Point annotation records:

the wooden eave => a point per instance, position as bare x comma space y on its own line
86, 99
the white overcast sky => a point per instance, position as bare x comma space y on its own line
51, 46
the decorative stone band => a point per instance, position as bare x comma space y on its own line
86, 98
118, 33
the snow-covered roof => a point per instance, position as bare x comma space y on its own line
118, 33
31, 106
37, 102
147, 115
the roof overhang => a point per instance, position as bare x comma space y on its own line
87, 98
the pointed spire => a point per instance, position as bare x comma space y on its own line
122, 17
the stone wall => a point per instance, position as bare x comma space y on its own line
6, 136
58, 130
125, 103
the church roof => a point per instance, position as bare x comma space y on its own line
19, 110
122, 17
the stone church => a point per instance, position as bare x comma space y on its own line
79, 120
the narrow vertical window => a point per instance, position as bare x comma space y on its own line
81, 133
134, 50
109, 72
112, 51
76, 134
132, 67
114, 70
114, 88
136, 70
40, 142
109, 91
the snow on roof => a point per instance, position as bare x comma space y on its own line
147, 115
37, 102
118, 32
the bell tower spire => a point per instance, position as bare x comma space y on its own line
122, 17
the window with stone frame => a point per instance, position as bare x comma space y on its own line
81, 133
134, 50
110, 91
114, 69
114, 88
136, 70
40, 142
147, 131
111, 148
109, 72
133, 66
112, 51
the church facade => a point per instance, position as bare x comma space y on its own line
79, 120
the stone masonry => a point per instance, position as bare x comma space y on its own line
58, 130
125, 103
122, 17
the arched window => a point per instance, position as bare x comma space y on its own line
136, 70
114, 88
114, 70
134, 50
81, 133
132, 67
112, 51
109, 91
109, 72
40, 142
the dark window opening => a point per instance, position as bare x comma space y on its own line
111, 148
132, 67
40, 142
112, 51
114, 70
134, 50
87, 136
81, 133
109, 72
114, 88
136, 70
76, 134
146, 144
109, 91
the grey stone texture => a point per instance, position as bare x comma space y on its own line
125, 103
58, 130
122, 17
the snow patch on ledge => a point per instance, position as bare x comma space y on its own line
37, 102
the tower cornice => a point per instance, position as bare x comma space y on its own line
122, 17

→ Task prompt
Reproduce the entries above exactly.

→ Solution to this problem
the wooden eave => a point per instance, position as bare x comma space y on its own line
86, 99
the white overcast sky => a point per instance, position as bare x comma space y on its own line
51, 46
the decorative stone band => a point per instance, position as bare x comma space y on its own line
86, 98
118, 33
the snow-covered roof => a point per instance, position as bare x comma space y on its own line
118, 33
31, 106
37, 102
147, 115
the roof overhang => a point per instance, position as bare x comma space y on its own line
87, 98
the pointed spire => a point per instance, position as bare x comma space y on its own line
122, 17
the stone wall => a point per instance, position as bare x comma space y on its own line
6, 136
58, 130
125, 103
the church roof => a point per instance, position as bare x comma space y on its own line
19, 110
122, 17
the stone church => a point per instance, position as bare x comma space y on its own line
79, 120
the narrow vertical window => a point per instance, position as bare x comma space y on its own line
81, 133
134, 50
109, 72
112, 51
76, 134
132, 67
114, 70
114, 88
136, 70
40, 142
109, 91
the snow on roof => a point per instance, position as bare x comma space y on its own line
147, 115
37, 102
118, 32
the bell tower spire => a point per instance, position as bare x comma space y on its own line
122, 17
the window with stone frame => a point per instance, position as bare x comma space y on its own line
81, 133
134, 50
110, 91
114, 69
114, 88
136, 70
40, 142
147, 131
111, 148
109, 72
133, 66
112, 51
the church facade => a point per instance, position as bare x comma space y on its own line
79, 120
the stone masonry => a point per instance, position as bare x comma space y on its own line
58, 130
125, 103
122, 17
the arched window => a point per instance, position as bare x comma space y on its own line
136, 70
114, 88
114, 70
134, 50
81, 133
132, 67
112, 51
109, 91
109, 72
40, 142
the dark window opening => a point per instance, position as bare x comma space y on its own line
111, 148
132, 67
40, 142
112, 51
114, 70
134, 50
87, 136
81, 133
109, 72
114, 88
136, 70
76, 134
146, 144
109, 91
the grey stone texture => a point per instance, position as bare x comma space y on its own line
125, 103
58, 130
122, 17
the snow patch on ledge => a point per instance, position as bare x comma space y on its own line
37, 102
the tower cornice => a point per instance, position as bare x comma space y on its own line
122, 17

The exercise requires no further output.